SET PROBLEM 1 - Say whether each statement agrees with the page excerpt about the house, answering yes or no and quoting the deciding words of the excerpt: (a) The jeep was bought in Hanoi. (b) The entrance of the house was designed like the entrance doors of a pagoda. (c) The house suffered a fire in 2015.

PAGE EXCERPT -
....................
Doors on the third flood opening to the outside terrace. Works by Nguyen Cam, Dinh Thi Tham Poong, and Nguyen Nghia Cuong.

Could you explain how the house was built?

My house/salon gallery is on a plot of land that belonged to Vinh’s family. In March of 1994, I had purchased an old US Army jeep in Ho Chi Minh City. After driving it up to Hanoi with the help of the young Phuong, we decided to take a trip with Vinh and another artist friend. We went to Son La, passed through Dien Bien Phu and then spent the night in Mai Chau with a White Thai family Vinh knew from his student days. It was a magical evening being with this family, the whole village came to visit with us and entertain us with music and dance. 

Second floor terrace with ceramic cow installation 'Shadow I,II' by Pham Quang Vinh, lamp by Lolo Zazar, and Dinh Cong Dat's grasshopper.

Later when we returned to Hanoi, Vinh revealed that he had bought that very White Thai house, a simple house on stilts, and that he was going to bring it to Hanoi and use it for his studio. I thought to myself, “I want to live in a house like that!” and, after pondering this for some time, I approached Vinh and said, “You know, instead of me paying rent here in Hanoi to someone I don’t know, why don’t I help you make this project bigger? We could build a ground floor that could be a gallery to showcase your and others’ artwork. We could make a studio for you on the second floor and then I could live in the stilt house that we put on the third floor?”

Ground floor with artworks by: Nguyen Quang Thang, Nguyen Thi Chau Giang, Maritta Nurmi, and Phi Phi Oanh.

Ground floor with artworks by: Le Quoc Viet, Chau Giang, Maritta Nurmi, and Phi Phi Oanh.

Decision made! We would meet in my flat at the end of each day and draw plans of how we envisioned this multi-layered construction. I had my ideas as a western interior designer and Vinh of course was full of exotic, charming and artistic Vietnamese ideas. Everything in the house was made according to our design by very talented artisan wood craftsmen, uniquely and lovingly created.

Third floor.

On my first day in Vietnam after the studio visit to Hà Trí Hiếu, Vinh had taken me to the Kim Lien Pagoda on West Lake, at that time, surrounded by fields of flowers and big lotus ponds. I remember that I said that day to Vinh, “You can just leave me here. I would like to live here.” Vinh never forgot this and he designed the entrance of the house as one would design the entrance doors of a pagoda. Once inside, he followed the angular wooden ceiling design used in the pagodas, the systematic placing of the columns and created a subtle, quiet atmosphere very similar to what I had experienced. We both contributed our ideas to create the rest of the house, but I must say the house really is Vinh’s own artistic creation of a unique art space. I feel totally blessed to have had this opportunity with Vinh and then to have the privilege of living here, now for 26 years, I am astonished by my good fortune and so grateful.

Third floor outside stairs leading to "[a] place where I can fly."

The house suffered a disastrous fire in 2015. What did you lose, and did you ever think to leave the house?
....................
SET PROBLEM 2 - Please copy the listing from the line holding "Presence check: is the autumn" through the final line of the listing, both included.

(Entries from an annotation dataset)
....................
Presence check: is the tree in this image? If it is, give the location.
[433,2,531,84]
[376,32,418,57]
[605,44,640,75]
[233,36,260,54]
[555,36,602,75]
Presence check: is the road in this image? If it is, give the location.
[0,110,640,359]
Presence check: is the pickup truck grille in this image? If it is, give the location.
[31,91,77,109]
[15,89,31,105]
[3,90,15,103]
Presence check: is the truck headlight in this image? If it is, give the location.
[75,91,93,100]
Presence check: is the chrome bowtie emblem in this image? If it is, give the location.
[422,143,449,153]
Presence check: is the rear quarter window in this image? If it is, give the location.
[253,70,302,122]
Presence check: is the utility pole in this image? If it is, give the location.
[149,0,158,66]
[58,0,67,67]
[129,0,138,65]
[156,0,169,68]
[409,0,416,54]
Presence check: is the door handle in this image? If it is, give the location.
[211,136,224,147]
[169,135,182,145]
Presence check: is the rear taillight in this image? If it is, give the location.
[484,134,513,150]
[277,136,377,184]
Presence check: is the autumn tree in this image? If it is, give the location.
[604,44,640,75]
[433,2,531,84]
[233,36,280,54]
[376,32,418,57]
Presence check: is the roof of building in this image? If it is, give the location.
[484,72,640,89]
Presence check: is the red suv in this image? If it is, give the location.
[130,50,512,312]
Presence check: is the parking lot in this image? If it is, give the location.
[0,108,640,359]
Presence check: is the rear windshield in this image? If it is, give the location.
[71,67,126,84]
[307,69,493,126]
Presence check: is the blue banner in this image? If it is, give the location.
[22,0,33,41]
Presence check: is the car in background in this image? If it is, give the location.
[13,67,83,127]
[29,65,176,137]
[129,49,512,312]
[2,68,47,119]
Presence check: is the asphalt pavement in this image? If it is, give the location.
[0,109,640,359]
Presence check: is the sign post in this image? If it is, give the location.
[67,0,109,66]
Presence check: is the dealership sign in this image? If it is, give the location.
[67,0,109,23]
....................
SOLUTION 1 -
(a) No: "I had purchased an old US Army jeep in Ho Chi Minh City."
(b) Yes: "he designed the entrance of the house as one would design the entrance doors of a pagoda."
(c) Yes: "The house suffered a disastrous fire in 2015."

SOLUTION 2 -
Presence check: is the autumn tree in this image? If it is, give the location.
[604,44,640,75]
[433,2,531,84]
[233,36,280,54]
[376,32,418,57]
Presence check: is the roof of building in this image? If it is, give the location.
[484,72,640,89]
Presence check: is the red suv in this image? If it is, give the location.
[130,50,512,312]
Presence check: is the parking lot in this image? If it is, give the location.
[0,108,640,359]
Presence check: is the rear windshield in this image? If it is, give the location.
[71,67,126,84]
[307,69,493,126]
Presence check: is the blue banner in this image? If it is, give the location.
[22,0,33,41]
Presence check: is the car in background in this image? If it is, give the location.
[13,67,83,127]
[29,65,176,137]
[129,49,512,312]
[2,68,47,119]
Presence check: is the asphalt pavement in this image? If it is, give the location.
[0,109,640,359]
Presence check: is the sign post in this image? If it is, give the location.
[67,0,109,66]
Presence check: is the dealership sign in this image? If it is, give the location.
[67,0,109,23]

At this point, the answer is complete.